__DIRECTIONS__
Only text is carried over. Reproduce the entries below exactly.

__SUPPLIED RECORDS__

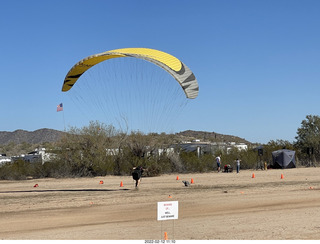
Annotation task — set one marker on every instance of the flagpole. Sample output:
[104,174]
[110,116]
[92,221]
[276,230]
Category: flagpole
[64,122]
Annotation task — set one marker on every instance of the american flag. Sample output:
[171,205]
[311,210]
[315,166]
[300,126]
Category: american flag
[59,107]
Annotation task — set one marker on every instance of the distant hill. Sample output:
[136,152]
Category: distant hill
[32,137]
[50,135]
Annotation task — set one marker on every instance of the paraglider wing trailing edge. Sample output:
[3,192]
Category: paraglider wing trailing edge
[169,63]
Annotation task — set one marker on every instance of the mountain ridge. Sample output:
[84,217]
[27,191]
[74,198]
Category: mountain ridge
[50,135]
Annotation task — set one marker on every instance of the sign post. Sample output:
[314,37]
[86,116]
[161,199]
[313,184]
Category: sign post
[168,210]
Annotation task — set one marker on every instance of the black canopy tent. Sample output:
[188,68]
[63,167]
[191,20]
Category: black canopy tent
[283,159]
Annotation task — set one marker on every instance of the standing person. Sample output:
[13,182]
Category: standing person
[218,160]
[136,174]
[238,165]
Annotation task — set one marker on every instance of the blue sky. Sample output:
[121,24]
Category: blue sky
[257,62]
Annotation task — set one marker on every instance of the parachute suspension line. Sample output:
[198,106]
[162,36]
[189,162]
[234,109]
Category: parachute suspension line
[131,94]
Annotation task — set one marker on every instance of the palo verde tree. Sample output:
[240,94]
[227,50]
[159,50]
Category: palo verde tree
[308,137]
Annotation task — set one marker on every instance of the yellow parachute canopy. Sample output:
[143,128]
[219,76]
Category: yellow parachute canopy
[169,63]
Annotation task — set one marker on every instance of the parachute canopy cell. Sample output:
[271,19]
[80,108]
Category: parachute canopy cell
[169,63]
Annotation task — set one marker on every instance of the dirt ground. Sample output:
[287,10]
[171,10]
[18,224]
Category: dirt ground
[225,206]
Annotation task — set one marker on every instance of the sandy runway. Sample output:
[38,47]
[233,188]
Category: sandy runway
[226,206]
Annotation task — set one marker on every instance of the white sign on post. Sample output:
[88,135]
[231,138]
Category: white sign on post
[167,210]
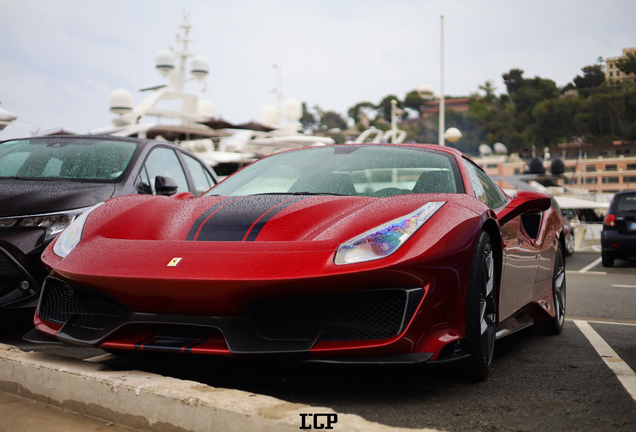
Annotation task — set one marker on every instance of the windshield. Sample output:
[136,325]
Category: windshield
[63,158]
[353,170]
[626,203]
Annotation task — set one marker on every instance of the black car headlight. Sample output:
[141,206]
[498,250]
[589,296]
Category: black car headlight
[53,223]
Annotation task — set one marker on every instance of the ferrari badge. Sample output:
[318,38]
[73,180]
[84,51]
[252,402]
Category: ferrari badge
[174,262]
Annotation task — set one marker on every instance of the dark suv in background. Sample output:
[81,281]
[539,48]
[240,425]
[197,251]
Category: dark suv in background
[618,239]
[45,183]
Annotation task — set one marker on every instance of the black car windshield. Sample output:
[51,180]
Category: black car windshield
[349,169]
[627,203]
[64,158]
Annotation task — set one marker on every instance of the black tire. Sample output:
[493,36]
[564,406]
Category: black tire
[481,310]
[555,325]
[569,244]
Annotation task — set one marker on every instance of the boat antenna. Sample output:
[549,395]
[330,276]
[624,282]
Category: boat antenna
[278,65]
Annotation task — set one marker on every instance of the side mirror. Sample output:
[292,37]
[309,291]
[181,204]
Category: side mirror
[524,202]
[183,195]
[165,185]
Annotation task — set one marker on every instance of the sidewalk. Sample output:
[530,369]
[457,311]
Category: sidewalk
[23,415]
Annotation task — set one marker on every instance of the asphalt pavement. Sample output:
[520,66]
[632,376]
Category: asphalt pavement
[537,383]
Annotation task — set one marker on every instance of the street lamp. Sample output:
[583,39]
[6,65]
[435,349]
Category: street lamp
[426,92]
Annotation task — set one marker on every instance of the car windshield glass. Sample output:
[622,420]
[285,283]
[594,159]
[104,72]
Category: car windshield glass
[627,203]
[354,170]
[63,158]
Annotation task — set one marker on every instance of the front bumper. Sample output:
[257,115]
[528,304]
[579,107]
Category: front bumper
[291,326]
[20,279]
[618,245]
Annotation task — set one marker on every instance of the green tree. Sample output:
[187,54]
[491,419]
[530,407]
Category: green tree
[489,89]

__ANSWER BELOW__
Annotation task — set one marker on every instance of the flagpole. Sample output:
[104,174]
[110,116]
[92,221]
[276,230]
Category: flagpole
[64,122]
Annotation task — set one marker on every instance of the american flag. Sample output:
[171,205]
[311,210]
[315,166]
[300,126]
Category: american flag
[59,107]
Annotation task — set one marker on every instance of the distant hill. Sample output:
[136,152]
Category: distant hill
[32,137]
[50,135]
Annotation task — set one marker on every instance of the paraglider wing trailing edge. Sample output:
[3,192]
Category: paraglider wing trailing edge
[169,63]
Annotation task — set one marker on every instance of the mountain ridge. Sample output:
[84,217]
[27,191]
[74,198]
Category: mountain ridge
[50,135]
Annotation task — set one marker on every instance of the sign post. Sample output:
[314,37]
[86,116]
[161,199]
[313,184]
Category: sign post
[168,210]
Annotation task — set one marker on every instance of the black canopy tent. Sample output:
[188,68]
[63,167]
[191,20]
Category: black canopy tent
[283,159]
Annotation task — set one marker on every instance of the standing person. Sample output:
[13,182]
Category: standing person
[218,160]
[136,174]
[238,165]
Annotation task — set one marker on every instance of the blue sky. Sample output:
[121,24]
Category: blue sky
[257,62]
Annotation task — set one marker on every instance of the parachute suspension line. Sample output:
[198,106]
[162,36]
[189,162]
[234,109]
Category: parachute suspension line
[131,94]
Annotation task — set one marker on every instance of the palo verde tree. Sample output:
[240,94]
[227,50]
[159,50]
Category: palo verde tree
[308,137]
Annotation task — set one marker on every instance of the yellow parachute canopy. Sample output:
[143,128]
[219,76]
Category: yellow parachute canopy
[169,63]
Annotation task — set one marker on every instance of the parachute canopy cell. Sample output:
[271,19]
[80,108]
Category: parachute canopy cell
[169,63]
Annotation task — set one marker on every instance of the dirt ground. Sample output:
[287,10]
[171,10]
[18,224]
Category: dirt ground
[225,206]
Annotation task — set one marker on every instance of the sandy runway. Sample output:
[38,47]
[233,188]
Category: sandy runway
[226,206]
Annotation task — set one marker on every instance of the white sign on post. Sample output:
[88,135]
[231,138]
Category: white sign on post
[167,210]
Annotation task — set one marker on every instance of the windshield. Sample output:
[136,325]
Category: windshield
[63,158]
[353,170]
[626,203]
Annotation task — set one marker on every instance of the black car headlight. Sample output:
[141,206]
[498,250]
[589,296]
Category: black car headlight
[53,223]
Annotation task — set one marker on every instance of the ferrari badge. Sample output:
[318,38]
[73,180]
[84,51]
[252,402]
Category: ferrari badge
[174,262]
Annotation task — set one marker on every instance of the dark suv in background. Sample output:
[81,281]
[539,48]
[240,425]
[197,251]
Category: dark suv in background
[618,239]
[45,183]
Annotation task — set one marker on every instance of the black car windshield. Sample output:
[51,180]
Category: black car windshield
[349,169]
[627,203]
[64,158]
Annotation task — set one marker on every instance of the black tire. Sample output:
[493,36]
[564,406]
Category: black tire
[481,310]
[555,325]
[569,244]
Annotation task — set one marker on every instance of the boat antenna. Sample output:
[549,395]
[330,276]
[624,282]
Category: boat antenna
[278,65]
Annotation task — set one marker on every instance of the side mirror. Sample output:
[292,37]
[309,291]
[181,204]
Category: side mirror
[524,202]
[183,195]
[165,185]
Annotation task — set one marker on every instance of the sidewalk. Sample output:
[530,369]
[457,311]
Category: sidewalk
[23,415]
Annotation task — set one marker on every instance of the asphalt pavement. Sample output:
[520,66]
[632,376]
Category: asphalt pavement
[537,383]
Annotation task — set one marker on every instance of the street lamp. Sample output:
[583,39]
[6,65]
[435,349]
Category: street lamp
[426,92]
Annotation task — set one marker on every instance of the car windshield glass. Sample output:
[622,420]
[285,283]
[594,159]
[104,72]
Category: car windshield glass
[627,203]
[354,170]
[63,158]
Annotation task — set one marker on every instance of the front bumper. Sample output:
[257,115]
[528,304]
[579,107]
Category: front bumper
[291,326]
[20,279]
[618,245]
Annotation task — set one marker on every instance of the green tree. Sample output:
[187,54]
[491,419]
[530,407]
Category: green tree
[489,89]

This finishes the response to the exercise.